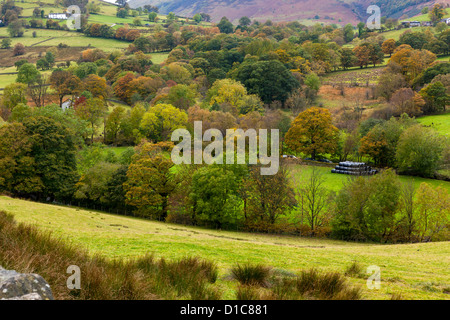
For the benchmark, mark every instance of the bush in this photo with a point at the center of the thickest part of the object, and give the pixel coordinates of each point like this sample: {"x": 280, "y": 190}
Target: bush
{"x": 354, "y": 270}
{"x": 26, "y": 249}
{"x": 329, "y": 286}
{"x": 248, "y": 274}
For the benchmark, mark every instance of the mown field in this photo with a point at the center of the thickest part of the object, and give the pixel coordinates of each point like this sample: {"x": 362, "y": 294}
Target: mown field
{"x": 416, "y": 271}
{"x": 335, "y": 181}
{"x": 441, "y": 122}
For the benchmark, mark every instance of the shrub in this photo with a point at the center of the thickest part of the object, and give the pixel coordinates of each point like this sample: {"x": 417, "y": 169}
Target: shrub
****************************************
▸ Task directions
Copy every item above word for word, leaving out the pictures.

▸ Answer to the problem
For the benchmark, mark every instance of the bush in this photo with a point at the center of the thickest part of the object, and give the pixel coordinates of each point like this sample: {"x": 280, "y": 190}
Target: bush
{"x": 354, "y": 270}
{"x": 26, "y": 249}
{"x": 329, "y": 286}
{"x": 248, "y": 274}
For the benchmark, mark every instance of the mown field in this photo with a point at the center of the thickest part of the object, and give the pixel coordinates of each point like this sample: {"x": 362, "y": 294}
Target: mown field
{"x": 416, "y": 271}
{"x": 335, "y": 181}
{"x": 441, "y": 122}
For the benchmark, mark every instance of the shrub in this photo with a point at the center of the thickest part of the object, and give the pixel coordinates of each point like this sample: {"x": 417, "y": 169}
Target: shrub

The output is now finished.